# Speedsters



## OldSkipTooth (May 27, 2016)

Who can give me the skinny on early 26" Schwinn speedster frames? It seems the early frames have much more top tube slope meeting the rear stays? When did production start? I am on the lookout for an early one for a project. Any info is helpful.


----------



## CrazyDave (May 27, 2016)

http://fortwayne.craigslist.org/bik/5554982217.html
http://fortwayne.craigslist.org/bik/5543465065.html


----------



## GTs58 (May 27, 2016)

The middleweight Speedster's last year of production was 1961, and the first lightweight Speedster was the 63 model. Can't comment on the top tube bend changing, never owned one.


----------



## island schwinn (May 27, 2016)

had to do with frame size.


----------



## OldSkipTooth (May 27, 2016)

Thanks, I thought it might be frame size, collapses the geometry.


----------



## OldSkipTooth (May 27, 2016)

Thanks Dave!


----------



## GTs58 (May 27, 2016)

OldSkipTooth said:


> Thanks, I thought it might be frame size, collapses the geometry.




I checked the specs on a few years of the Speedsters and there was only one frame for each size, 26", 24" and 20". The bend looks the same on all the 26" models, at least to my eyes.


----------



## Adamtinkerer (May 28, 2016)

Small frame was used for several models...


----------



## GTs58 (May 28, 2016)

Adamtinkerer said:


> Small frame was used for several models...




Yes it was, but I think that came about down the road in the 70's.


----------



## Metacortex (May 28, 2016)
____________
_Directive A_: According to the Speedster forum thread, what was the last year of production for the middleweight Speedster?
_Directive B_: Please continue the Speedster forum thread from where it stops.
____________
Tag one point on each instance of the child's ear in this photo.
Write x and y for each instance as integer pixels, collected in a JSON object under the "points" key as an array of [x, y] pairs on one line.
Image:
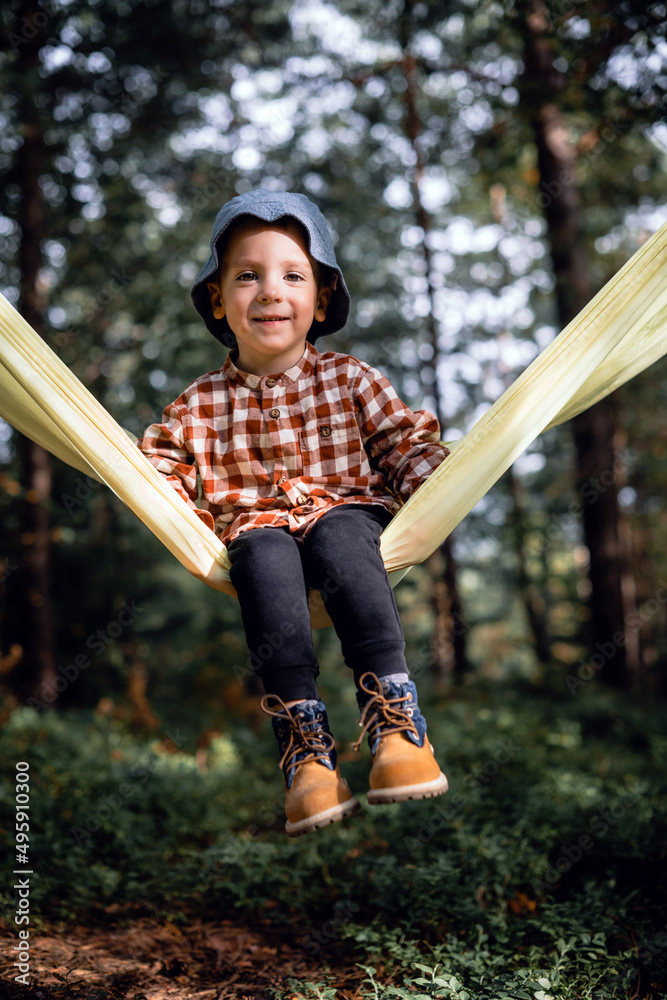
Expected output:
{"points": [[217, 304], [323, 299]]}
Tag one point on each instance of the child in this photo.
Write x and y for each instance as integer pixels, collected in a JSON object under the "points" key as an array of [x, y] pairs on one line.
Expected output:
{"points": [[304, 457]]}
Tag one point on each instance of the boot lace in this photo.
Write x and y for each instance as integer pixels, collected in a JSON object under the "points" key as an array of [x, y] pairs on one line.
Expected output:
{"points": [[389, 715], [307, 739]]}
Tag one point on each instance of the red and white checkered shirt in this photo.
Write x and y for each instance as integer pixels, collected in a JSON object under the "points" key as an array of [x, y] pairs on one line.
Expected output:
{"points": [[283, 449]]}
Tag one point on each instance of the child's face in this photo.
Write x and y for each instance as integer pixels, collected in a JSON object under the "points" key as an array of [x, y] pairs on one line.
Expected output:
{"points": [[269, 293]]}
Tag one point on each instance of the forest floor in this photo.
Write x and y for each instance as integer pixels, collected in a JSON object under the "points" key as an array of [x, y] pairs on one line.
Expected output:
{"points": [[148, 959]]}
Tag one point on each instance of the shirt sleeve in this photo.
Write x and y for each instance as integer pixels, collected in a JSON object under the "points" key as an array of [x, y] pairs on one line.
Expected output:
{"points": [[404, 444], [166, 446]]}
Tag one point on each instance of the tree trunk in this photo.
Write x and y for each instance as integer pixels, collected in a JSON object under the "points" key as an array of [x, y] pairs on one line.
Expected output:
{"points": [[34, 624], [612, 582], [533, 601], [450, 628]]}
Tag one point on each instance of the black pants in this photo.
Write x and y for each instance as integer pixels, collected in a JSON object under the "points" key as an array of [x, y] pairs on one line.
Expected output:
{"points": [[340, 556]]}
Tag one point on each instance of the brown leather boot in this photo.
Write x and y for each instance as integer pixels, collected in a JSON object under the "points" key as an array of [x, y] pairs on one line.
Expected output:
{"points": [[316, 794], [404, 766]]}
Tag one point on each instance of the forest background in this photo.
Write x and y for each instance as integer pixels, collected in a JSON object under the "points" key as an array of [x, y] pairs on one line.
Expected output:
{"points": [[484, 169]]}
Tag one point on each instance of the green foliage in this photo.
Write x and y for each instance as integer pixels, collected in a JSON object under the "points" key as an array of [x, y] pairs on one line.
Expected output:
____________
_Answer A_: 1961

_Answer B_:
For 1963 through 1970 I believe the only Lightweight in a 17" frame was the Speedster, but starting in '71 that size was also available in Racer and/or Collegiate models. Whether it was called a Speedster, Racer or Collegiate, those Lightweights with 17" frames were "camelback" style. :














I believe the camelback style was changed to a sloping straight tube in 1980.


----------



## bairdco (May 28, 2016)

Speedster camelbacks are my favorite schwinns. I like to desecrate them.


----------



## OldSkipTooth (Jun 1, 2016)

Yes, I can see that you speed demon is not a typical Schwinn speedster! Is that an Ashtabula fork on there!


----------



## bairdco (Jun 1, 2016)

Yup. Rare 24" ashtabula, unstamped with the welded crown gusset. and ashtabula cranks, too.

Welded the gusset into the frame, and built the cannonball gas tank from a 6" sphere I found at industrial metal supply, that's used for flag pole toppers.

I race that bike on gokart tracks. Geared to go about 45mph.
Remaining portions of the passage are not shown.